## TASK INSTRUCTIONS
Once the records below have been read, copy them all out exactly.

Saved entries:

────

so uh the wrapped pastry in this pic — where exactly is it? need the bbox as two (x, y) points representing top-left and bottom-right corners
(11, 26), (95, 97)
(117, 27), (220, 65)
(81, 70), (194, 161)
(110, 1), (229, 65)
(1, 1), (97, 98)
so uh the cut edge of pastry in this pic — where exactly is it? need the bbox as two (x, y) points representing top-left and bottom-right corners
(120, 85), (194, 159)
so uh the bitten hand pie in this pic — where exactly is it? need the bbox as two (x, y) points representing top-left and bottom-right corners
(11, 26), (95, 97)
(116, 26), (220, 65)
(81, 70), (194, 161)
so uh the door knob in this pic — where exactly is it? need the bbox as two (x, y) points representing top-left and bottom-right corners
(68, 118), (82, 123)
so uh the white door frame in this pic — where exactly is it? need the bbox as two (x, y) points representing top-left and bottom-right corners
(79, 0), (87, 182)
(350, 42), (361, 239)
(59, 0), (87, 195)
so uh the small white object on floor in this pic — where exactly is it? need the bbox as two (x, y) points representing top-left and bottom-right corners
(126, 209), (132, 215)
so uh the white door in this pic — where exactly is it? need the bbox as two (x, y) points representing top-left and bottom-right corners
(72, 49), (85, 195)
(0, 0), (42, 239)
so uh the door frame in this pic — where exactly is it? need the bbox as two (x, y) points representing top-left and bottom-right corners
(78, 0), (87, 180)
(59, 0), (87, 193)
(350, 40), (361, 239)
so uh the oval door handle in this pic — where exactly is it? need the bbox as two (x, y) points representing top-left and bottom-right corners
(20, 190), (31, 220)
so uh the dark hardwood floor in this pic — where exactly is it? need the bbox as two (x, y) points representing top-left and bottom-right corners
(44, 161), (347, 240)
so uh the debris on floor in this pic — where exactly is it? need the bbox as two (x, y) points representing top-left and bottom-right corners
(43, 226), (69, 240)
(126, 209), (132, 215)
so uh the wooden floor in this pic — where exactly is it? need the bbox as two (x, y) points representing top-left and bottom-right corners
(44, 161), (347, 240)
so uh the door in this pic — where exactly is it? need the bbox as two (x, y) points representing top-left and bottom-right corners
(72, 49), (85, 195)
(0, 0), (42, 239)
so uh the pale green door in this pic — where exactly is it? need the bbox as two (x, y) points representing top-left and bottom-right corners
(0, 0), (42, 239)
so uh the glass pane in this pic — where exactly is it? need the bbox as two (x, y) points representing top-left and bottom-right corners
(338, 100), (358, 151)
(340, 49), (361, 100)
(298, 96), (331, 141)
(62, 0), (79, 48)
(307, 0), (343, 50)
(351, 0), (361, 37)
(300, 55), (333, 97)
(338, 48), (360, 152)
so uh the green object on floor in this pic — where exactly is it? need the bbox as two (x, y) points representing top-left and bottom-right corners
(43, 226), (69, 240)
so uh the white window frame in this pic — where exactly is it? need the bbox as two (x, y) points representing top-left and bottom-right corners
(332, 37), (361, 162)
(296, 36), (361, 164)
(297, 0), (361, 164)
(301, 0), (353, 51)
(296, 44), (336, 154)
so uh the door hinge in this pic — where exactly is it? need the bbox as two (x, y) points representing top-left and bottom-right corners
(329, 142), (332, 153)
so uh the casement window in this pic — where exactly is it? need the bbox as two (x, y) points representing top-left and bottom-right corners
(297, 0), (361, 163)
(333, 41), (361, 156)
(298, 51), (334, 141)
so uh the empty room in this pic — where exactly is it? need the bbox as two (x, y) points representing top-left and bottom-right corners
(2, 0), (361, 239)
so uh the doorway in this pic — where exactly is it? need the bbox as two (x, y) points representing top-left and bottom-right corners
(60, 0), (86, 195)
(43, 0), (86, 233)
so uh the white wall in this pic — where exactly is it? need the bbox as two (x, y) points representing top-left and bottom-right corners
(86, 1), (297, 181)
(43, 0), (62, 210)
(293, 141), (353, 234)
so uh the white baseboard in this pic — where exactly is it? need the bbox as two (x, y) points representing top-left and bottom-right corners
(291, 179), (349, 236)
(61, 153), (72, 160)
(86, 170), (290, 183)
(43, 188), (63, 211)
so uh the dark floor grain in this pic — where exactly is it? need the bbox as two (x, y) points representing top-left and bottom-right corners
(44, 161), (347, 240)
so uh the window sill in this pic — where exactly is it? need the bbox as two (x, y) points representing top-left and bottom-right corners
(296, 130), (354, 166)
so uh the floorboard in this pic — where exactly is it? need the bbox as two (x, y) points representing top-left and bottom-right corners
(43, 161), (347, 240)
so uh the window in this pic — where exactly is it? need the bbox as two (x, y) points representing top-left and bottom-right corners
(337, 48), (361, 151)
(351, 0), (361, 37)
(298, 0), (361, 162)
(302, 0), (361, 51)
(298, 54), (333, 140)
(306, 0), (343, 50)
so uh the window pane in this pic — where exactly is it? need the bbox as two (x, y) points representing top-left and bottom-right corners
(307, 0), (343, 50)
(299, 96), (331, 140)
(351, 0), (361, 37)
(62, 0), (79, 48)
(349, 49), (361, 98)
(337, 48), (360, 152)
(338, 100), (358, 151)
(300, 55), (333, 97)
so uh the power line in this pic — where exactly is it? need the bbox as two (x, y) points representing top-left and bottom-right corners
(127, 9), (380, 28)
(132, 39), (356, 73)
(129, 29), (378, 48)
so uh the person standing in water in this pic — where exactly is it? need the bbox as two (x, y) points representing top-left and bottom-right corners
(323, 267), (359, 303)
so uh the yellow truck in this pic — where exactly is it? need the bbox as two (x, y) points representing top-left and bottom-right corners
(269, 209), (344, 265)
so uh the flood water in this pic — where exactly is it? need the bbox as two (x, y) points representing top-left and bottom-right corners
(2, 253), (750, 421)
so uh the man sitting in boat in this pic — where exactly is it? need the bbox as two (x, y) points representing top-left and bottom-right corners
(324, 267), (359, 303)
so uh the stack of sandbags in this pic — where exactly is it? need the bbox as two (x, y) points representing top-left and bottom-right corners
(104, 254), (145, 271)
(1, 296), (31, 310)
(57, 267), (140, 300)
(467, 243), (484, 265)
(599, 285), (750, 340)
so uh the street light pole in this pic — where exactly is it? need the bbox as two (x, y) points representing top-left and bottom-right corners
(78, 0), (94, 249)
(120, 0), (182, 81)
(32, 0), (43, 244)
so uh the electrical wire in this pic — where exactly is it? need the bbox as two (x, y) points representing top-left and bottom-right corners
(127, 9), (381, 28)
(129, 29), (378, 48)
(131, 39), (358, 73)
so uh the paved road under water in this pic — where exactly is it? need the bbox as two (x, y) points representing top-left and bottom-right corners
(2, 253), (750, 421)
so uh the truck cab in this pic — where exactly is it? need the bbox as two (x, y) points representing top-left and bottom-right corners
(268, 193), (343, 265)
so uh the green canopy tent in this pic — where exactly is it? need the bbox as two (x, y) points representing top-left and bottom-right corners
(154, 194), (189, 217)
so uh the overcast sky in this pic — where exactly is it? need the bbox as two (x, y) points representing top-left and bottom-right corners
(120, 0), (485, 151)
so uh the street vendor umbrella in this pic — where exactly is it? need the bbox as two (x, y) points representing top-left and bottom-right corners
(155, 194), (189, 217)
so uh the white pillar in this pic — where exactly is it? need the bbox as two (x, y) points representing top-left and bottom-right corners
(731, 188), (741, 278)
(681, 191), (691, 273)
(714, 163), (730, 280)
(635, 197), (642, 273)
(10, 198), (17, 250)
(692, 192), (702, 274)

────

## EXERCISE SOLUTION
so uh the wrapped pastry in this pic — where exactly is it? need the bbox as two (x, y) points representing top-left and bottom-right corners
(11, 26), (95, 97)
(117, 27), (220, 65)
(81, 70), (194, 161)
(110, 1), (229, 65)
(1, 1), (97, 98)
so uh the cut edge of pastry in this pic — where exactly is it? need the bbox as two (x, y) points representing top-left and bottom-right corners
(120, 85), (194, 159)
so uh the bitten hand pie in this pic — where exactly is it? need the bbox as two (x, y) points representing top-left and bottom-right corners
(11, 26), (95, 97)
(116, 26), (220, 65)
(81, 70), (194, 161)
so uh the door knob in this pic — where exactly is it? need the bbox as two (x, y) points representing top-left and bottom-right corners
(68, 118), (82, 123)
so uh the white door frame in this pic — where exactly is it? need the bbox as two (x, y) points representing top-left and bottom-right corners
(79, 0), (87, 182)
(350, 42), (361, 239)
(59, 0), (87, 195)
so uh the small white object on floor in this pic — where exactly is it? need the bbox as two (x, y) points representing top-left and bottom-right corners
(126, 209), (132, 215)
so uh the white door in this pic — where exactly is it? need the bbox as two (x, y) points representing top-left and bottom-right corners
(72, 49), (85, 195)
(0, 0), (42, 239)
so uh the door frame in this pic — where exactly is it? need the bbox as two (x, y) points representing top-left and bottom-right corners
(78, 0), (87, 180)
(59, 0), (87, 193)
(350, 40), (361, 239)
so uh the oval door handle in this pic — where exactly is it? need the bbox as two (x, y) points representing top-left and bottom-right corners
(20, 190), (31, 220)
so uh the dark hardwood floor in this pic — where exactly is it? need the bbox as two (x, y) points representing top-left and bottom-right corners
(44, 161), (347, 240)
so uh the debris on floor in this pic — where exactly is it? need the bbox as two (x, y) points representing top-left and bottom-right corners
(43, 226), (69, 240)
(126, 209), (132, 215)
so uh the wooden floor in this pic — where exactly is it? need the bbox as two (x, y) points representing top-left and bottom-right corners
(44, 161), (347, 240)
so uh the door in this pic — where exactly is it? need the bbox as two (x, y) points representing top-left and bottom-right corners
(72, 49), (85, 195)
(0, 0), (42, 239)
so uh the pale green door in this pic — where exactly is it? need the bbox as two (x, y) points representing top-left and bottom-right corners
(0, 0), (42, 239)
so uh the glass pane in this pic — where exactly is it? need the bbox as two (x, y) points representing top-left and bottom-right corners
(338, 100), (358, 151)
(340, 49), (361, 100)
(298, 96), (331, 141)
(62, 0), (79, 48)
(307, 0), (343, 50)
(351, 0), (361, 37)
(300, 55), (333, 97)
(338, 48), (360, 152)
so uh the green object on floor in this pic — where exactly is it? need the bbox as two (x, y) points representing top-left and bottom-right corners
(43, 226), (69, 240)
so uh the white window frame in this pic — where exactly is it? need the bbox as two (x, y) points representing top-left and bottom-right corners
(332, 37), (361, 162)
(296, 36), (361, 164)
(297, 0), (361, 164)
(301, 0), (353, 51)
(296, 44), (336, 154)
so uh the door hinge in this pic — where exactly is it? need the bbox as two (x, y) points representing top-left and bottom-right corners
(329, 142), (332, 153)
so uh the casement window in this pic — where exactly is it? need the bbox as two (x, y) points representing top-left and bottom-right corners
(297, 0), (361, 163)
(333, 41), (361, 156)
(298, 51), (334, 141)
so uh the empty room in this pic — where exactly is it? need the bbox as two (x, y) points representing top-left and bottom-right corners
(2, 0), (361, 239)
so uh the doorway in this pic — where exactly is it? need the bbox as two (x, y) points representing top-left and bottom-right corners
(60, 0), (86, 195)
(43, 0), (86, 233)
so uh the white wall in this pic — where exactly is it? need the bbox as two (x, y) points representing top-left and bottom-right corners
(86, 1), (297, 181)
(43, 0), (62, 210)
(293, 141), (353, 234)
so uh the white baseboard in this pic — where exactly is it? need the bbox as two (x, y) points representing top-left and bottom-right corners
(291, 179), (349, 236)
(61, 153), (72, 160)
(86, 170), (290, 183)
(43, 188), (63, 211)
so uh the dark floor grain in this pic — where exactly is it? need the bbox as two (x, y) points representing top-left and bottom-right corners
(44, 161), (347, 240)
so uh the window sill in this pic — where exactly is it? need the bbox as two (x, y) points representing top-left and bottom-right corners
(296, 130), (354, 166)
so uh the floorboard in this pic — where exactly is it? need the bbox as two (x, y) points representing top-left and bottom-right corners
(43, 161), (347, 240)
so uh the window in this pic — where exactly is it? need the bbox as two (x, y) points representing top-left and bottom-right corners
(337, 48), (361, 151)
(351, 0), (361, 37)
(298, 0), (361, 162)
(302, 0), (361, 51)
(298, 54), (333, 140)
(306, 0), (343, 50)
so uh the window pane in this pic — where exactly is it? need the bbox as two (x, y) points representing top-left and bottom-right corners
(307, 0), (343, 50)
(299, 96), (331, 140)
(351, 0), (361, 37)
(62, 0), (79, 48)
(349, 49), (361, 98)
(337, 48), (360, 152)
(338, 100), (358, 151)
(300, 55), (333, 97)
so uh the power line in this pic — where exactly is it? need the bbox as two (x, y) points representing top-left and bottom-right corners
(127, 9), (380, 28)
(132, 39), (356, 73)
(129, 29), (378, 48)
so uh the person standing in water in this pic — where exactly is it? need the bbox as two (x, y) points representing top-left and bottom-right corners
(323, 267), (359, 303)
so uh the yellow truck in this pic — where exactly is it? need the bbox as two (x, y) points representing top-left and bottom-right corners
(269, 209), (344, 265)
so uh the flood water in this pic — where exactly is it? need the bbox as two (x, y) points representing top-left and bottom-right corners
(2, 253), (750, 421)
so uh the man sitting in boat in this pic — where exactly is it? need the bbox as two (x, y) points representing top-left and bottom-right corners
(324, 267), (359, 303)
so uh the stack of sandbags in this pic — where exactly is it? need the bbox as two (x, y) points representing top-left and bottom-right corners
(104, 254), (145, 271)
(1, 296), (31, 310)
(57, 267), (140, 300)
(467, 243), (484, 265)
(599, 285), (750, 340)
so uh the street light pole in this pic — where exactly is it? need the bbox as two (x, y) points representing top-left and bottom-right corners
(78, 0), (94, 249)
(120, 0), (182, 81)
(32, 0), (43, 244)
so uh the electrical wire in this pic — where exactly is it? need the bbox as two (x, y) points representing top-left and bottom-right corners
(127, 9), (381, 28)
(129, 29), (378, 48)
(131, 39), (358, 73)
so uh the paved road under water in this pic — where exactly is it? need the bbox as two (x, y) points representing top-left and bottom-right corners
(2, 253), (750, 421)
so uh the truck cab in this pic — where exactly is it? need the bbox as two (x, y) points representing top-left and bottom-right corners
(268, 193), (343, 265)
so uh the green canopy tent in this pic — where exactly is it? need the bbox as two (x, y) points representing top-left and bottom-right corners
(154, 194), (189, 217)
so uh the overcast sky in this pic — where exactly is it? need the bbox as two (x, y) points representing top-left and bottom-right corners
(120, 0), (485, 151)
so uh the street vendor umbrella in this pic — where exactly is it? need the bbox as two (x, y) points representing top-left and bottom-right corners
(155, 194), (189, 217)
so uh the white pillar in this pic — where exactly is it? need the bbox as two (x, y) points representing top-left and bottom-right corners
(731, 188), (741, 278)
(681, 191), (691, 273)
(714, 163), (730, 280)
(635, 197), (642, 273)
(10, 198), (17, 250)
(692, 192), (702, 274)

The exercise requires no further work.